Instructions to follow:
Copy out the entries below verbatim, from the line with "Identify where the lamp" to the line with "[610,104,626,340]", including both of those lines.

Dataset records:

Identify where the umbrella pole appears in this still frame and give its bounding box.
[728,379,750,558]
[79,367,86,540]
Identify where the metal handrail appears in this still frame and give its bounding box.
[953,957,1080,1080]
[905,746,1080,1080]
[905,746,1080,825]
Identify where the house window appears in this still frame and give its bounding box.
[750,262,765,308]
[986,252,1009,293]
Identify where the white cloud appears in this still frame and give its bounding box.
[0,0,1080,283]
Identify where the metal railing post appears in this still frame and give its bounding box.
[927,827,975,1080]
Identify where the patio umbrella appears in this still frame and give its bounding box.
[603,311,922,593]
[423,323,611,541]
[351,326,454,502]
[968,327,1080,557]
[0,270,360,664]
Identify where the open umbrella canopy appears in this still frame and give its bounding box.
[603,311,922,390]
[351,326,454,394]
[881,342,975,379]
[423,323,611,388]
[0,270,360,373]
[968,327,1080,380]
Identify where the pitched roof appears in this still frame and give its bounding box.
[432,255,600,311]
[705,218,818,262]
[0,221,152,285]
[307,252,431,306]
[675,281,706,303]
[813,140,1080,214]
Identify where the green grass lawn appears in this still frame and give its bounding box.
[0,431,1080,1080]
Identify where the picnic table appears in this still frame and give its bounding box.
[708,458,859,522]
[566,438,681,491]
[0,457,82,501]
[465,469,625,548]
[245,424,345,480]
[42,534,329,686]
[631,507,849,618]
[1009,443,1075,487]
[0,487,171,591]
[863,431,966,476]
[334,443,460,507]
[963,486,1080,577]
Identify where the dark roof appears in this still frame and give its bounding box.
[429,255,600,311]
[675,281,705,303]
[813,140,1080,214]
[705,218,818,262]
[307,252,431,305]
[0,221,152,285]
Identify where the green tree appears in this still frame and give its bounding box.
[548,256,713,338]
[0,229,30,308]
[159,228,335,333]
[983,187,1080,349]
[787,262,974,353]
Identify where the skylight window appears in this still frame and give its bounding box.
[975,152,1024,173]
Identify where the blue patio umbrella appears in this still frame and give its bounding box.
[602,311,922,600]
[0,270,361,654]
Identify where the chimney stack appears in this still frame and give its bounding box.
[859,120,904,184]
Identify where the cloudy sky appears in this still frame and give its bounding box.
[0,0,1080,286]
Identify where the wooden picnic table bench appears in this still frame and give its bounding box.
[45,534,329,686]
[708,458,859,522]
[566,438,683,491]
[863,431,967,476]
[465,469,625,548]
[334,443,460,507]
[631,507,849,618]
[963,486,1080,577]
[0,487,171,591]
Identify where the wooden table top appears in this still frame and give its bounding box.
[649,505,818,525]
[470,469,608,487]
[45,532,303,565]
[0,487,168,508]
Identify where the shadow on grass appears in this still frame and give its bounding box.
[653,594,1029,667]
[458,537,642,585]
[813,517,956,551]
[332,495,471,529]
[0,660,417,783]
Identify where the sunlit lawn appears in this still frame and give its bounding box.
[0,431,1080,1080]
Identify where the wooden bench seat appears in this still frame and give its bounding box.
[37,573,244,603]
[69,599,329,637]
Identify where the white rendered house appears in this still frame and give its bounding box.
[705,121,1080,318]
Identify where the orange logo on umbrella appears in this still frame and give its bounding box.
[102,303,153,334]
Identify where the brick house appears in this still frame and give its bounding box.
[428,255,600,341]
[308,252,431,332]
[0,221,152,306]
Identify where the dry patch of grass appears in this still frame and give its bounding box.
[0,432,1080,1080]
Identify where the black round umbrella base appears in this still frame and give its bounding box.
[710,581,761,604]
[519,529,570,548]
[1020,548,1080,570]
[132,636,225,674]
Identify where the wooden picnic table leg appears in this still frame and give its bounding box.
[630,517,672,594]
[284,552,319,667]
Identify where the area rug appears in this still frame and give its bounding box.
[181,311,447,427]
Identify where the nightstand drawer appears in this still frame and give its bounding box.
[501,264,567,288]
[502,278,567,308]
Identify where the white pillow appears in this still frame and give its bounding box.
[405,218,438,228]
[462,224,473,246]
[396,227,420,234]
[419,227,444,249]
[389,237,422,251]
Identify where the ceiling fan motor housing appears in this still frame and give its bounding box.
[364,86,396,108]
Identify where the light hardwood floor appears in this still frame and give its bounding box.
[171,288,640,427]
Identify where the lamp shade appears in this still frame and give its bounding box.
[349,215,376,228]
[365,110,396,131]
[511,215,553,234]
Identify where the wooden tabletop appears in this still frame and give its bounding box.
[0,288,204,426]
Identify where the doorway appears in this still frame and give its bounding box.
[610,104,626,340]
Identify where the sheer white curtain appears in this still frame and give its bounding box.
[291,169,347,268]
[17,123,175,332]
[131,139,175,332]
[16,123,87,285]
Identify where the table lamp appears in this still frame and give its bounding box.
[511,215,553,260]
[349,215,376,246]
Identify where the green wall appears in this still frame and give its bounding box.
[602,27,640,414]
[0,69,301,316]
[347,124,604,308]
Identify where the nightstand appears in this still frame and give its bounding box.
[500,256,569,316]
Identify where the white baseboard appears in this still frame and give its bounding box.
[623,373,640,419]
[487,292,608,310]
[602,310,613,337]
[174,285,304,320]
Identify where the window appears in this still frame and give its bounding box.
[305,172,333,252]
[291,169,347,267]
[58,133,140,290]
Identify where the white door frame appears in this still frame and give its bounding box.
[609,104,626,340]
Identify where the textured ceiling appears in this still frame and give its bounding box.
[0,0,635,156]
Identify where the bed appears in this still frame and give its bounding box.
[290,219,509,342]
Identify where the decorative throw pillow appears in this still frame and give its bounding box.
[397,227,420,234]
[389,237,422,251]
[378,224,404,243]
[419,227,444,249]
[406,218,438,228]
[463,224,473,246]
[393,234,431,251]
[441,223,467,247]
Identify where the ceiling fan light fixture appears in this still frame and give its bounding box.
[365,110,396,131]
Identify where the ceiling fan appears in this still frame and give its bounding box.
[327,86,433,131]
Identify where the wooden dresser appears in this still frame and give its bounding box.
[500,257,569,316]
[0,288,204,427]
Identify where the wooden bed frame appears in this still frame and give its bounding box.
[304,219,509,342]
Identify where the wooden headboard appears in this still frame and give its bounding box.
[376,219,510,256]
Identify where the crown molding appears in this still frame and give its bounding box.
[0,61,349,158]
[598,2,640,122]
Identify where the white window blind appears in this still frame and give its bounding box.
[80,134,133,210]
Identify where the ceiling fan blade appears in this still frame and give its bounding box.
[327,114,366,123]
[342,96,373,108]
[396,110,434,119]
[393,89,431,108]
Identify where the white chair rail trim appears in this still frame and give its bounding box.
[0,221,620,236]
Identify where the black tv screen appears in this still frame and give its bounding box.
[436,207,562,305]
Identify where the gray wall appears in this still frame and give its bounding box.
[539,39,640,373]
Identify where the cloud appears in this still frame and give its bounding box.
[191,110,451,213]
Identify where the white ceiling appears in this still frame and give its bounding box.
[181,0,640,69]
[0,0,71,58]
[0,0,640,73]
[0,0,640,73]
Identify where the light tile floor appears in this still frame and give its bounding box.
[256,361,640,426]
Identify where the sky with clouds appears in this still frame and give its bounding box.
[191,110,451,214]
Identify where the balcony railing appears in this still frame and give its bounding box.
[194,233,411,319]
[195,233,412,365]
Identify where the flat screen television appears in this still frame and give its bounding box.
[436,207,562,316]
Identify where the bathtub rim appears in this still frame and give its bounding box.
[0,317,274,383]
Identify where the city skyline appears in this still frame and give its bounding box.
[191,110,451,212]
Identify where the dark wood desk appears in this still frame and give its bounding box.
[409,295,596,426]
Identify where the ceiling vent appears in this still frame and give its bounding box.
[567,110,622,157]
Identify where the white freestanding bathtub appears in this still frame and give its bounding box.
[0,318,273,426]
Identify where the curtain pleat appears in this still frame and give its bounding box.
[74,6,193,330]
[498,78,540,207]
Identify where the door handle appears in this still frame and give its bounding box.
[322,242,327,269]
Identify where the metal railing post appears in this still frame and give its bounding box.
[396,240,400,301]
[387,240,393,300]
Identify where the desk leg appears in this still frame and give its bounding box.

Result below:
Identify where the lamp shade appears in this still frame and give its bounding box.
[349,215,376,228]
[365,110,396,131]
[511,215,553,234]
Identify where the wooden tabletop appears in this still frame and give its bounding box.
[0,288,204,426]
Identify where the doorway appears in this still frame and give its bounding box.
[610,104,626,340]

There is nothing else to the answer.